__What the exercise asks__
Using the data that follows, return exactly the lines from the one that contains "For each instance, a" through the one that contains "M 171 186 L", ends included.

__Saved data entries__
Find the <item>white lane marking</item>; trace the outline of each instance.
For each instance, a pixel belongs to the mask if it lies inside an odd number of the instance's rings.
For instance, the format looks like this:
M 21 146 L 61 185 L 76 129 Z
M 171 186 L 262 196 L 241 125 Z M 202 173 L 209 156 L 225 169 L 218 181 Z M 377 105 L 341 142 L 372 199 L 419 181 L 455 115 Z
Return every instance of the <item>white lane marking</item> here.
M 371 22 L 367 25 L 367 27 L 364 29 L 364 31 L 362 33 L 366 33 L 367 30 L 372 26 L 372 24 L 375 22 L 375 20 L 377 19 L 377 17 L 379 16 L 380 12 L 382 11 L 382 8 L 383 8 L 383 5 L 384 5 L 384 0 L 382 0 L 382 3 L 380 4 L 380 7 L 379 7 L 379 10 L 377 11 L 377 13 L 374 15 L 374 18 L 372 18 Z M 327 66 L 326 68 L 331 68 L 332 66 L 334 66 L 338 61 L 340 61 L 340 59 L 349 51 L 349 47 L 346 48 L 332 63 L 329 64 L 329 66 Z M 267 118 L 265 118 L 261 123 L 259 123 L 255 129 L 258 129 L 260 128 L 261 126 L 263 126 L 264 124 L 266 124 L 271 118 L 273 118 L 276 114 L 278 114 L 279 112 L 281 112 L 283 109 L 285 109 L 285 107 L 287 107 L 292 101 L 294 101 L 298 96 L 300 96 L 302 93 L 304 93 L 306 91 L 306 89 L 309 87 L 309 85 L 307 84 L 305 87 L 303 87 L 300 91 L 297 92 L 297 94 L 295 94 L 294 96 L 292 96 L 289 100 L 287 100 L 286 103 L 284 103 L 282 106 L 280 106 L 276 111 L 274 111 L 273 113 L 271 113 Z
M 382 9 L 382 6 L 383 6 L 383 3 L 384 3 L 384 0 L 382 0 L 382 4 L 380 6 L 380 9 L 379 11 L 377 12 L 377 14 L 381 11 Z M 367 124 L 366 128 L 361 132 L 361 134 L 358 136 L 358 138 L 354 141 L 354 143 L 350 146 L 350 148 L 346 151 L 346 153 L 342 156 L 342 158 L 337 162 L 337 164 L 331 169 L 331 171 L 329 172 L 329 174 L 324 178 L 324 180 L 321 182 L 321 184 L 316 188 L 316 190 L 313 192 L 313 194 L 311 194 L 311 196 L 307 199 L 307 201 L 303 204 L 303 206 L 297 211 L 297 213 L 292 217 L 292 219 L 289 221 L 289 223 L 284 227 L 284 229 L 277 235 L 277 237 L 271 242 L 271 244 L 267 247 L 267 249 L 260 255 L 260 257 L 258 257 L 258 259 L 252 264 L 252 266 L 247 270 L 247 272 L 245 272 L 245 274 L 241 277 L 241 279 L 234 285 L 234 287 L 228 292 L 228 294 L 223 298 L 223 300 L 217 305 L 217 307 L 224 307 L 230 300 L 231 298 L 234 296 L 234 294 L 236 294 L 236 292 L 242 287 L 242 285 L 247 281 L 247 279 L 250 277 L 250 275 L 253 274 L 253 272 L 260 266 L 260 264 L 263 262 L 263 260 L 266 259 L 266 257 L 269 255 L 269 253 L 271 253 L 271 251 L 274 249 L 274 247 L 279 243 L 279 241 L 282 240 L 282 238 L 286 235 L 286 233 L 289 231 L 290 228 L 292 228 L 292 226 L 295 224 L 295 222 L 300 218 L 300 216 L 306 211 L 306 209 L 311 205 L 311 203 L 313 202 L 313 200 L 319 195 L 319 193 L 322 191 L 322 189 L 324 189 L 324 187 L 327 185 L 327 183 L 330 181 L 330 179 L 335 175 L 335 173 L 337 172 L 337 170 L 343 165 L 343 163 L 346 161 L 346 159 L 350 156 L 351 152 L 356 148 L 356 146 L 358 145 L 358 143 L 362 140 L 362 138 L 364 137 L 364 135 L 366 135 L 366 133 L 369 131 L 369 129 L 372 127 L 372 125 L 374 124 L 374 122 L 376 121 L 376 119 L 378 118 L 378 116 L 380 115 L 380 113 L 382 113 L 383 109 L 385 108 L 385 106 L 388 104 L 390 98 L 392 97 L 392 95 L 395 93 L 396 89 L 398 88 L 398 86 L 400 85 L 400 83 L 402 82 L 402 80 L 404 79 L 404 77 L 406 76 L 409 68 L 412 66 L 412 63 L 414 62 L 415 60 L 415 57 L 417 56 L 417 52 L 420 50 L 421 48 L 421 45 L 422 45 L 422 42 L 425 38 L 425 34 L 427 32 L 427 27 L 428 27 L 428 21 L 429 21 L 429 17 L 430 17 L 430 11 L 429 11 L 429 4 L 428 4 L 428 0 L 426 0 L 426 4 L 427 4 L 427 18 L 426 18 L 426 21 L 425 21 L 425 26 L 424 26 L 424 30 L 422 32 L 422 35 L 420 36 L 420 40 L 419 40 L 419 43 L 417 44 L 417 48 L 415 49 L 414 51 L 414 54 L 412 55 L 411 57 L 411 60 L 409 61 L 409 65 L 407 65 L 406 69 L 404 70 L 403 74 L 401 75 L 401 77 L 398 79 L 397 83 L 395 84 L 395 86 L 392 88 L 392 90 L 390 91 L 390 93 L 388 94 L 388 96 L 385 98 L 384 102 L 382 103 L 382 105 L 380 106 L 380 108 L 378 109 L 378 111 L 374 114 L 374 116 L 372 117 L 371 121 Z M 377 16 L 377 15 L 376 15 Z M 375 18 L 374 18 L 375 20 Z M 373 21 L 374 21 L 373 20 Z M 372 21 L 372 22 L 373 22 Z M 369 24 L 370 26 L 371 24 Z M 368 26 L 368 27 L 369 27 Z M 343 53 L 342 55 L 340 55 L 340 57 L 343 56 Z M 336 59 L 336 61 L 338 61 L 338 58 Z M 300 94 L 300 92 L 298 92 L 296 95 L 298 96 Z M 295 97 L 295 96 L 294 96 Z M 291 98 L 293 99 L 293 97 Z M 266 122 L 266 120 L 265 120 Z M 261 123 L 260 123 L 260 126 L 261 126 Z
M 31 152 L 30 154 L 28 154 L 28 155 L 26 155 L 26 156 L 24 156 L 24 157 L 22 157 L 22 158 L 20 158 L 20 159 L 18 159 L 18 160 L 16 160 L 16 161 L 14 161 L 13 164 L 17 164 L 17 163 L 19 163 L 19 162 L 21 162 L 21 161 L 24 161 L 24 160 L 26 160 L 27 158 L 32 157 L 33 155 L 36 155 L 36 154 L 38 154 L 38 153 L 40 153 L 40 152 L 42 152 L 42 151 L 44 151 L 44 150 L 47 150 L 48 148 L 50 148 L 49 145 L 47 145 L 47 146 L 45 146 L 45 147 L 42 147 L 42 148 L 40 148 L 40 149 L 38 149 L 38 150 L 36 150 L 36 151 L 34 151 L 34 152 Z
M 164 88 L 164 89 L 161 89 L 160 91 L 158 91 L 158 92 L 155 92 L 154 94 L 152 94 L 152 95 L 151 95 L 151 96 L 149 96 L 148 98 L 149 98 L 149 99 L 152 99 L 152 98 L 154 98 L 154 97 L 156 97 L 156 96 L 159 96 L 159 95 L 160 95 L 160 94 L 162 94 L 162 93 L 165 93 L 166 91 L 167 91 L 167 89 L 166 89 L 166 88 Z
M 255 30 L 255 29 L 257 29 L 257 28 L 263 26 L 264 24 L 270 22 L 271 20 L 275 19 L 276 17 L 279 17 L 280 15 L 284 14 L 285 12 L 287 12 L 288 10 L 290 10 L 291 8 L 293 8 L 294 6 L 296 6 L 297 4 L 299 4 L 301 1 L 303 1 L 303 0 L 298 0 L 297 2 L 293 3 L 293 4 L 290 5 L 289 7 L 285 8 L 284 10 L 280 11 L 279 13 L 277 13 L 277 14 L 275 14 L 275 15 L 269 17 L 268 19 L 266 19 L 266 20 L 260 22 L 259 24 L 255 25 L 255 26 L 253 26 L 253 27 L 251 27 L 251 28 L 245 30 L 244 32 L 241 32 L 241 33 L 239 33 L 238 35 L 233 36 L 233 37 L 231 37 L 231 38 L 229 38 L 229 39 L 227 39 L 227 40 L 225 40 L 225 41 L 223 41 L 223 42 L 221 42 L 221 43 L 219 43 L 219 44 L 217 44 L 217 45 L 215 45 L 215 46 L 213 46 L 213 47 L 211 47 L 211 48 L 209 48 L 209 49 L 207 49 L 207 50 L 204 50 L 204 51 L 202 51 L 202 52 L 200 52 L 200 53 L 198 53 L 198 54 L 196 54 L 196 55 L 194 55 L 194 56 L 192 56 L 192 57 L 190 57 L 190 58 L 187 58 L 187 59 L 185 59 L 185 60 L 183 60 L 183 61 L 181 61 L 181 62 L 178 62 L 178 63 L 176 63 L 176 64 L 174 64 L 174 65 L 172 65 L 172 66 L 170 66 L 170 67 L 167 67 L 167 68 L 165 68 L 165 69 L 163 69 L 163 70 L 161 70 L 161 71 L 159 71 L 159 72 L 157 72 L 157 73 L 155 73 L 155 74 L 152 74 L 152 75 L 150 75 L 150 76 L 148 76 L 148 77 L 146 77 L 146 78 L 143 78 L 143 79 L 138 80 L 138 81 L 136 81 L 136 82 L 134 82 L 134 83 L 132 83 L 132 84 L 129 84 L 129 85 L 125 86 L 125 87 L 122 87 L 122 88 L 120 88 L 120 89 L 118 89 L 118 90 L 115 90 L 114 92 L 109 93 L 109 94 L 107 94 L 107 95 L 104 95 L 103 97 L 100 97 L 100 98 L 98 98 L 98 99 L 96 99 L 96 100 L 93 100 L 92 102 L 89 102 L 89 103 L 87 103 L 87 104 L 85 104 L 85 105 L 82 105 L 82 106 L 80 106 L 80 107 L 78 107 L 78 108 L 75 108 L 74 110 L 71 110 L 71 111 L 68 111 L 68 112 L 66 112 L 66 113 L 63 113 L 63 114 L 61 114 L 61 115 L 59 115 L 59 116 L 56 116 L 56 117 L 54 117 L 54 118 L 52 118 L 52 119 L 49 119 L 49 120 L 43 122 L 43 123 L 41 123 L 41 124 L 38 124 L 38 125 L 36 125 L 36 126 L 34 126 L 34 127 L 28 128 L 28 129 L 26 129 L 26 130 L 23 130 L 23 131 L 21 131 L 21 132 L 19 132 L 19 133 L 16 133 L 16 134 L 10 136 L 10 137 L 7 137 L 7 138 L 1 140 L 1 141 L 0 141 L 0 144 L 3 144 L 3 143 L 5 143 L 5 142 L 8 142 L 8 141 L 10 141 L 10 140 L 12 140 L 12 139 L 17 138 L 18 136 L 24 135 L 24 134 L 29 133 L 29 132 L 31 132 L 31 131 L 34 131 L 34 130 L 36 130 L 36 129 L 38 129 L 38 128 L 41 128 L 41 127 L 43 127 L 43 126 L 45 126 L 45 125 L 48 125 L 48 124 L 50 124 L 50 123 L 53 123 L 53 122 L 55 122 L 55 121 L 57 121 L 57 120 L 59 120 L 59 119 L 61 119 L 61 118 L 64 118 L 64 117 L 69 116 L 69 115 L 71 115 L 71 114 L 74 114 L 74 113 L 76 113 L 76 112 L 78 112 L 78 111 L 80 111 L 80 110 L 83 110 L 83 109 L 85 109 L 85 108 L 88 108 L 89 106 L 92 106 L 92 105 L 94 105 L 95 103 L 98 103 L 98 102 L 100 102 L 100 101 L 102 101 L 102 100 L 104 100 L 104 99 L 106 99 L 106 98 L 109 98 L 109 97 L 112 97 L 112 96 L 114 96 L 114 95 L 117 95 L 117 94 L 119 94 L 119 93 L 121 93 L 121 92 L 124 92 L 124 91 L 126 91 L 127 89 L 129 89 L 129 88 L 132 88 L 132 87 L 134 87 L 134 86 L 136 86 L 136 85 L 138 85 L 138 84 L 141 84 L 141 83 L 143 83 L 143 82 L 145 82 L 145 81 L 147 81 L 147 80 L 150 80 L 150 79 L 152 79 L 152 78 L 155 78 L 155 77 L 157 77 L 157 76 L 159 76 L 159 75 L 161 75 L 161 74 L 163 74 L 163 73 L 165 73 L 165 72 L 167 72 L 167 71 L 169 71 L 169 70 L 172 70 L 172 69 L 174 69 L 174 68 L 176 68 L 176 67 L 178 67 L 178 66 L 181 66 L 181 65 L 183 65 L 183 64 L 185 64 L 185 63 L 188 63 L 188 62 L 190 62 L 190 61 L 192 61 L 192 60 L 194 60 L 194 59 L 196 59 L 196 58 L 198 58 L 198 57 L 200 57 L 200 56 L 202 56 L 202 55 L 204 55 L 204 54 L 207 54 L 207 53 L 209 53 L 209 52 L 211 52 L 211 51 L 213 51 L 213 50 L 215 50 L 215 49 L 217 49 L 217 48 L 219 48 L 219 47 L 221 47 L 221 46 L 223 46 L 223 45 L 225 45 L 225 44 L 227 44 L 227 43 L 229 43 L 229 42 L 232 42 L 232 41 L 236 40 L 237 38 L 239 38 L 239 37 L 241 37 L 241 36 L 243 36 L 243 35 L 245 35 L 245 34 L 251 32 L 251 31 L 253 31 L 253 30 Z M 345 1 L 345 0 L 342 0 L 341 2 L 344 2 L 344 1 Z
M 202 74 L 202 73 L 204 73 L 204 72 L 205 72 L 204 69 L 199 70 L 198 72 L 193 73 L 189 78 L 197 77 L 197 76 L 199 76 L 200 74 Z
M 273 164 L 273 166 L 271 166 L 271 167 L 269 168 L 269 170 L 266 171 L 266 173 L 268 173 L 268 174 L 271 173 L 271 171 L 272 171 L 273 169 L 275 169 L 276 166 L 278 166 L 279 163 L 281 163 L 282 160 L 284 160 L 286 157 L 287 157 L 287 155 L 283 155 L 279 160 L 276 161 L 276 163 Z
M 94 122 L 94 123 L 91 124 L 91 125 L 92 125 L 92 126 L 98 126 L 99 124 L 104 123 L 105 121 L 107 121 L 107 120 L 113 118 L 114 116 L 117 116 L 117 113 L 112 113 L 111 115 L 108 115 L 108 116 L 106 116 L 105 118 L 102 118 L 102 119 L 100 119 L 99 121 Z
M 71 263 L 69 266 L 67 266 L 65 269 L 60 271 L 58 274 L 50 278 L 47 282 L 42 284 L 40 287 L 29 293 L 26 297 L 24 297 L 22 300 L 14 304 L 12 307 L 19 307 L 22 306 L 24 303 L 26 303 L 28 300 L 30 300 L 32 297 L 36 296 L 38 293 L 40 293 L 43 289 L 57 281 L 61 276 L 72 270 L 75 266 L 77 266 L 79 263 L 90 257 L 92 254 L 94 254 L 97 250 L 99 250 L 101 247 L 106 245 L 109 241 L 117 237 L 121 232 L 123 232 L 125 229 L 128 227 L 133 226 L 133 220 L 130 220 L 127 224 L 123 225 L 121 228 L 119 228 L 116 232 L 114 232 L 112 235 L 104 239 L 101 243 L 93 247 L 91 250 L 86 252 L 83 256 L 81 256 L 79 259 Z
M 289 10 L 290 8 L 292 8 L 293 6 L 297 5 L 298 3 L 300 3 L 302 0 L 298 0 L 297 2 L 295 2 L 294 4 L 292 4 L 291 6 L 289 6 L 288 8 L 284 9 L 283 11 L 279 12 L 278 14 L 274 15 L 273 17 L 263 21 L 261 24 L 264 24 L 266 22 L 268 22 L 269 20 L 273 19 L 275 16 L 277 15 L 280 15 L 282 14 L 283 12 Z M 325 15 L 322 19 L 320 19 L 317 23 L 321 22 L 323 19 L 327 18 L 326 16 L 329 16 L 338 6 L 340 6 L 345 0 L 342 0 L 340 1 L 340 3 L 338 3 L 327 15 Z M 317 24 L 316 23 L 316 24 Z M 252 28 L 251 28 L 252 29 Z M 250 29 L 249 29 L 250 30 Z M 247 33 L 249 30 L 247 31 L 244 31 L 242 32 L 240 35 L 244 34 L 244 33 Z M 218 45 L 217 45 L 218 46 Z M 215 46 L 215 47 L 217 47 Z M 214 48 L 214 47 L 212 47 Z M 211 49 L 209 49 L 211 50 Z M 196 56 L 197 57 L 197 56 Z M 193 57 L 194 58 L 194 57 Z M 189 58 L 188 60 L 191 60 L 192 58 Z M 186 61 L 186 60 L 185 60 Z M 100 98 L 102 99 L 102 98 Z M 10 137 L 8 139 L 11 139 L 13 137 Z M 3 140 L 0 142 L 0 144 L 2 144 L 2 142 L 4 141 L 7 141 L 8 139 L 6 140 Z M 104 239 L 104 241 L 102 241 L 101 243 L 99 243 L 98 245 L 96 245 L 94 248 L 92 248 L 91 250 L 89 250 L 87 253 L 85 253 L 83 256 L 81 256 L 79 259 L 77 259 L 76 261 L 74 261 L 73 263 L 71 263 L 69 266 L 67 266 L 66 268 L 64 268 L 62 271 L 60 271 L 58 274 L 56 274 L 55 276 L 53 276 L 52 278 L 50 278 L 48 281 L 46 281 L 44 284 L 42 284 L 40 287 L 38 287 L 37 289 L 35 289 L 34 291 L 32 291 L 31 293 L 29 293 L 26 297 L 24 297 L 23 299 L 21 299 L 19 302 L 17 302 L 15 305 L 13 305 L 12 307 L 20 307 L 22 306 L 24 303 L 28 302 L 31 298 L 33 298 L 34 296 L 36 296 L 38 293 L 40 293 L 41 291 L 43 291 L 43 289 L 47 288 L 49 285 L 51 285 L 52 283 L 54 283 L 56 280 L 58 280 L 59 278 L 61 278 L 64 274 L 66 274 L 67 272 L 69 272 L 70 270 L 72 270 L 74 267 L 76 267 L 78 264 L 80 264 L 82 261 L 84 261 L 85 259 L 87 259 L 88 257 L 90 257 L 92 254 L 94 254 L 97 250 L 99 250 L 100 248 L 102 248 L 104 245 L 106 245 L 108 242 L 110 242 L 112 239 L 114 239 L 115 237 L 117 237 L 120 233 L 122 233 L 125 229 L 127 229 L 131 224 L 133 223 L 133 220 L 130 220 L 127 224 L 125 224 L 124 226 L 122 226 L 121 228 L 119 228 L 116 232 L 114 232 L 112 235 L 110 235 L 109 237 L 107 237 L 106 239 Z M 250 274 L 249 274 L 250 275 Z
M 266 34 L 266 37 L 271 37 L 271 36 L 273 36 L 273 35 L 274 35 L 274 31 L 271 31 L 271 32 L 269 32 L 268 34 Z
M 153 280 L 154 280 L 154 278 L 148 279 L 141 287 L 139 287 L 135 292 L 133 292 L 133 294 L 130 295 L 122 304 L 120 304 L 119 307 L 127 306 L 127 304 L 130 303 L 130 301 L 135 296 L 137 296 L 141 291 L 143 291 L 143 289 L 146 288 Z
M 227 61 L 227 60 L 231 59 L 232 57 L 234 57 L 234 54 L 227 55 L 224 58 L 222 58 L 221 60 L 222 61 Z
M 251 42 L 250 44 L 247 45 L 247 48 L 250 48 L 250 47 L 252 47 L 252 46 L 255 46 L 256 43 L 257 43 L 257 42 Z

__Exercise solution__
For each instance, a pixel belongs to the mask if it lies inside an odd number of the instance's rings.
For instance, the format looks like this:
M 21 146 L 61 185 L 76 129 Z
M 171 186 L 262 196 L 241 125 Z M 202 173 L 209 156 L 225 169 L 218 181 Z M 377 105 L 341 142 L 372 199 L 419 181 L 455 115 Z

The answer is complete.